* _What to do_
Update every one of the records below by changing "thickest part" to "widest part" and keeping everything else the same. Leave the pictures out of your answer.

Start Data entries

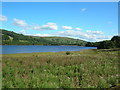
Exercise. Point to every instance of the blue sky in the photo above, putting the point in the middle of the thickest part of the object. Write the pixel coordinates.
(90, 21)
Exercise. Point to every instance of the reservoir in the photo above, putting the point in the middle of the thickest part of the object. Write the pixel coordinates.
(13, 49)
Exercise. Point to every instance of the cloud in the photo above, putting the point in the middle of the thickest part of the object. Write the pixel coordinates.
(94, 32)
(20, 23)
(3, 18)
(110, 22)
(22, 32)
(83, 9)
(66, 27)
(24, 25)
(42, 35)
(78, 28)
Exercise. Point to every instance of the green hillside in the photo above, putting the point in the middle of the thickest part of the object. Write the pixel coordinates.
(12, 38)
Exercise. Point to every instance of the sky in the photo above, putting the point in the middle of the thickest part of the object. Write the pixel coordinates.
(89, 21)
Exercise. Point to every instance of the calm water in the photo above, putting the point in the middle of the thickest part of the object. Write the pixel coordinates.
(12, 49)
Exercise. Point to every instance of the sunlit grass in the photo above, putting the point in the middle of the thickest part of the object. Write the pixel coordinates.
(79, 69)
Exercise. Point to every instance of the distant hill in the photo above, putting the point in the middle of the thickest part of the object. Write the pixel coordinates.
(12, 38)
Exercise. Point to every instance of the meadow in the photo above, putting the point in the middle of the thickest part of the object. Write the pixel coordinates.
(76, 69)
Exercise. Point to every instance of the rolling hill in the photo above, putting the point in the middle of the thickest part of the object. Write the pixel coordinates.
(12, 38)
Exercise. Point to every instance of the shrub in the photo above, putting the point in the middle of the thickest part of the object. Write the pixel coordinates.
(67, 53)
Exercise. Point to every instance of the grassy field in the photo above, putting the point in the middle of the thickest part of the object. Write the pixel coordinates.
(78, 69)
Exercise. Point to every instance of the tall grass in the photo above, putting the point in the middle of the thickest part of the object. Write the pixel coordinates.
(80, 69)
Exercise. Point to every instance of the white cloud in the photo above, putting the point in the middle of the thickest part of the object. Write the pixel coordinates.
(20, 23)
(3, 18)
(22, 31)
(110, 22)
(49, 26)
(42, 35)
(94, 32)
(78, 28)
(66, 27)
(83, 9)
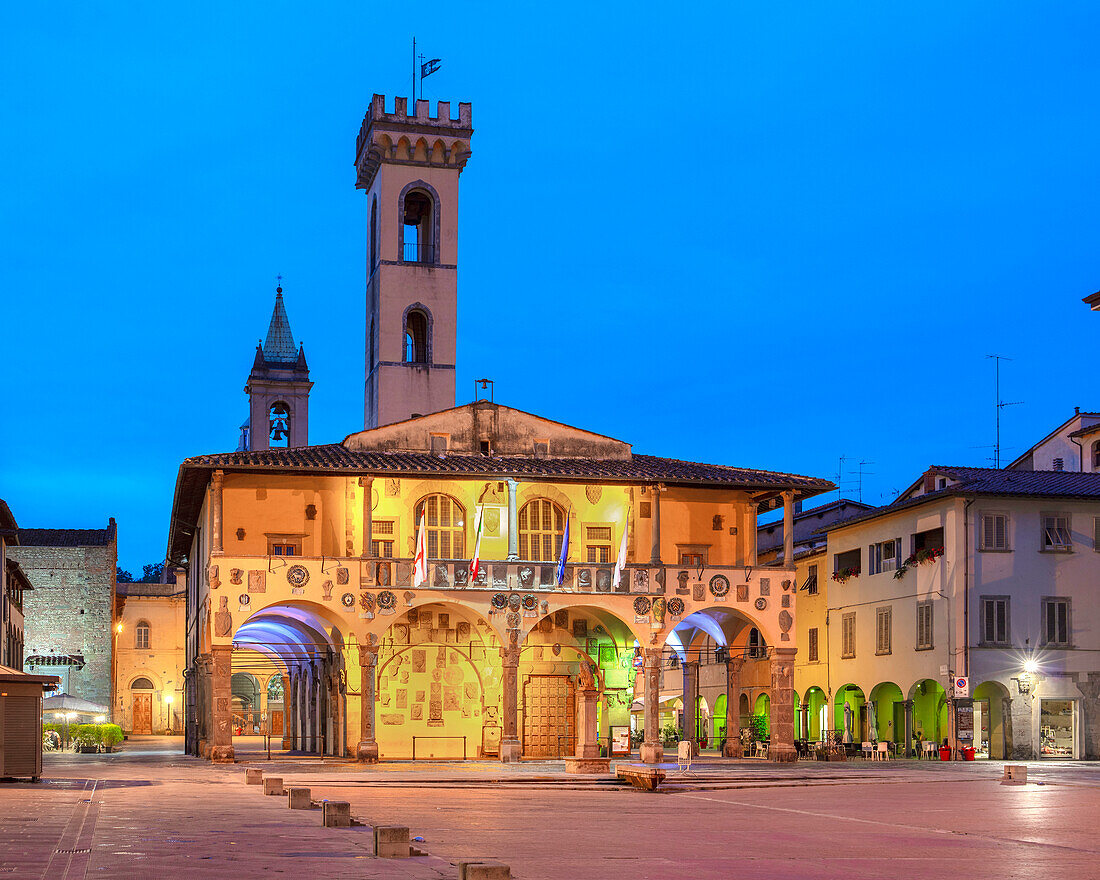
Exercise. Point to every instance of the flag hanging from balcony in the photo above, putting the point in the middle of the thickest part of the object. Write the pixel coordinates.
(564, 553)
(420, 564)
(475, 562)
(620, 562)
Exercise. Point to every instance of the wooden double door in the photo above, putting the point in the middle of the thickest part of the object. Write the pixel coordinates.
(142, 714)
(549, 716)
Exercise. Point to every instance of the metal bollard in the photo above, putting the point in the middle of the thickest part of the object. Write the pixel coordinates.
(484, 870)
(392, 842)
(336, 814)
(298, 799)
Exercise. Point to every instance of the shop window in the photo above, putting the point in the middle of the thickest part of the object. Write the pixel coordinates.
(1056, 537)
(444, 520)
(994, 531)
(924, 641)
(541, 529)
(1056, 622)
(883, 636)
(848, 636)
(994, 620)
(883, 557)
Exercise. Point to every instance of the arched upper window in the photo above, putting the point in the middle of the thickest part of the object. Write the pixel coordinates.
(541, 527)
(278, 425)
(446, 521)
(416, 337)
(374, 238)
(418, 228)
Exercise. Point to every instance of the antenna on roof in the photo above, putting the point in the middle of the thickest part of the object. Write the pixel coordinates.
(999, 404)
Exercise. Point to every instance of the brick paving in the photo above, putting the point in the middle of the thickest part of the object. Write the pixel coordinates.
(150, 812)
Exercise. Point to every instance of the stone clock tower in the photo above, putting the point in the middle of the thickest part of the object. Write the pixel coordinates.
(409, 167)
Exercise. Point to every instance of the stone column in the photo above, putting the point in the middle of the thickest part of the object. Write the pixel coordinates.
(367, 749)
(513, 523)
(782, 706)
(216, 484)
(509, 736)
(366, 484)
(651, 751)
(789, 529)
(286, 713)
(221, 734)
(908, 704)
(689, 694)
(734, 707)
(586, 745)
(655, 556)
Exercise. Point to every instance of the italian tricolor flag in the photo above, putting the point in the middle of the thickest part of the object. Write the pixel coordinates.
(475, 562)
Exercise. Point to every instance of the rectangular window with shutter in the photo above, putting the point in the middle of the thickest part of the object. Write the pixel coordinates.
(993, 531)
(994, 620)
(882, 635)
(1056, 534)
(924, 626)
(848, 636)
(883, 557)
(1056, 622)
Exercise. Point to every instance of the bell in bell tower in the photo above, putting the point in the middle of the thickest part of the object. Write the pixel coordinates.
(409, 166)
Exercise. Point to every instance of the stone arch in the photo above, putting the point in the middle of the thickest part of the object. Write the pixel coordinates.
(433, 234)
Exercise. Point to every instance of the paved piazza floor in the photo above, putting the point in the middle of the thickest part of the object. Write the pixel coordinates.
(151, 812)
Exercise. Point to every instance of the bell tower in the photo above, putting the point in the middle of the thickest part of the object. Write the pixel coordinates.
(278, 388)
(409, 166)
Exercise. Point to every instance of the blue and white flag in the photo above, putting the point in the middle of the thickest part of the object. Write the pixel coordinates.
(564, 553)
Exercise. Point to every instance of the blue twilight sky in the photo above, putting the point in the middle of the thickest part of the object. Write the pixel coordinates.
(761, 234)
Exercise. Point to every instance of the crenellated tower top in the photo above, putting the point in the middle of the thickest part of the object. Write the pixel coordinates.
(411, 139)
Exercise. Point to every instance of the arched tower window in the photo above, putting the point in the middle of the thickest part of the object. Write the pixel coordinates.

End Data entries

* _Full response_
Exercise. Point to every instance of the blue sky in the photo above, putting the point in the middle of the widest part of the object. Write the pixel coordinates.
(90, 21)
Exercise. Point to every instance of the reservoir in the photo above, putting the point in the middle of the widest part of the object. Write the pixel coordinates.
(13, 49)
Exercise. Point to every instance of the cloud in the photo above, putting the point in the middle of the widest part of the object. Write the pixel coordinates.
(94, 32)
(20, 23)
(3, 18)
(110, 22)
(22, 32)
(83, 9)
(66, 27)
(24, 25)
(42, 35)
(78, 28)
Exercise. Point to every instance of the green hillside in the photo above, putting the point in the middle of the widest part of the object. Write the pixel coordinates.
(12, 38)
Exercise. Point to every instance of the sky in the photo above, putting the point in the middle of the widest part of the object. Write the pixel coordinates.
(89, 21)
Exercise. Point to every instance of the calm water in the photo above, putting the point in the middle of the widest part of the object. Write the pixel coordinates.
(12, 49)
Exercise. Point to every instance of the sunlit grass in the photo above, putting the point in the middle of the widest part of the object. Write the pixel coordinates.
(79, 69)
Exercise. Point to every instance of the distant hill in the photo above, putting the point in the middle of the widest part of the object. Write the pixel coordinates.
(12, 38)
Exercise. Point to every instance of the meadow in the photo above, putting the point in the middle of the widest part of the object. Write the pixel coordinates.
(76, 69)
Exercise. Point to every instance of the rolling hill in the photo above, putting the point in the middle of the widest part of the object. Write the pixel coordinates.
(12, 38)
Exercise. Point to every instance of the shrub in the photo above, putting the point in the middle of the widest part of the object. Write the pixel coordinates.
(67, 53)
Exercise. Point to every instance of the grassy field in the photo above, putting the point in the middle of the widest part of the object. Write the pixel coordinates.
(78, 69)
Exercise. Point to every instance of the tall grass in the photo above, putting the point in the middle of the widest part of the object. Write the pixel coordinates.
(80, 69)
Exercise. Point to every instance of the white cloud in the photo above, putting the point in the middle of the widest part of the object. Write the pixel coordinates.
(20, 23)
(3, 18)
(22, 31)
(110, 22)
(49, 26)
(42, 35)
(94, 32)
(78, 28)
(66, 27)
(83, 9)
Exercise. Point to every instance of the flag hanging from balcony in the photo above, putting the point in the middle of the widest part of the object. Write the pixel coordinates.
(564, 553)
(420, 564)
(475, 562)
(620, 562)
Exercise. Point to every instance of the wooden double door in the photo above, putting the point in the middle of the widest part of the object. Write the pixel coordinates.
(142, 714)
(549, 716)
Exercise. Point to every instance of the metal bollard in the photo above, putting the point in the middle of the widest part of the object. Write the pixel coordinates.
(484, 870)
(392, 842)
(336, 814)
(298, 799)
Exercise. Point to every instance of the shop window in the photo above, putting the point in the middle of the widest part of the object. Write the pixel coordinates.
(1056, 537)
(444, 520)
(994, 531)
(924, 641)
(541, 529)
(1056, 622)
(883, 636)
(848, 636)
(994, 620)
(883, 557)
Exercise. Point to every instance of the arched upper window in the photo above, putting the point in the middle of the widest part of the object. Write the pixel coordinates.
(541, 527)
(278, 425)
(446, 521)
(416, 337)
(374, 238)
(418, 228)
Exercise. Point to every instance of the antenna on roof in the photo above, putting the point in the middle of the widest part of the object. Write the pixel coordinates.
(999, 404)
Exercise. Point to every instance of the brick paving in the photo above, putting the point in the middle of the widest part of the object. Write the pixel coordinates.
(150, 812)
Exercise. Point to every instance of the stone clock tower in the photo above, putting the point in the middle of the widest part of the object. Write the pixel coordinates.
(409, 167)
Exercise. Point to every instance of the stone column in the photo above, putting the point in the middle of the widest part of the object. Write the pixel coordinates.
(367, 749)
(513, 523)
(782, 706)
(216, 484)
(509, 736)
(366, 484)
(651, 751)
(789, 529)
(286, 713)
(221, 734)
(908, 704)
(689, 694)
(734, 707)
(586, 745)
(655, 556)
Exercise. Point to every instance of the italian tricolor flag in the photo above, putting the point in the middle of the widest part of the object. Write the pixel coordinates.
(475, 562)
Exercise. Point to every instance of the rectangular window with shutter in the photo above, putting the point in the middle of the widest part of the object. Write the pixel coordinates.
(993, 531)
(994, 620)
(882, 635)
(1056, 534)
(924, 626)
(848, 636)
(883, 557)
(1056, 622)
Exercise. Point to every instance of the bell in bell tower in the photo above, putting the point in the middle of the widest part of the object. Write the pixel coordinates.
(409, 166)
Exercise. Point to every instance of the stone arch in the photo above, putting the point in the middle of the widest part of the object. Write the pixel coordinates.
(433, 234)
Exercise. Point to every instance of the paved piazza floor in the photo above, putting the point in the middle of the widest part of the object. Write the pixel coordinates.
(151, 812)
Exercise. Point to every instance of the bell tower in the photo above, putting the point in the middle of the widest part of the object. Write the pixel coordinates.
(278, 388)
(409, 166)
Exercise. Point to every instance of the blue and white flag in the photo above, putting the point in the middle of the widest part of the object. Write the pixel coordinates.
(564, 553)
Exercise. Point to every instance of the blue twilight sky in the photo above, putting the point in the middle of the widest part of the object. Write the pixel coordinates.
(761, 234)
Exercise. Point to every instance of the crenellated tower top in the photo above, putting the point in the middle of the widest part of the object. Write the pixel coordinates.
(411, 139)
Exercise. Point to every instance of the arched tower window in the photo above, putting the point in the middle of the widest part of the object. Write the pixel coordinates.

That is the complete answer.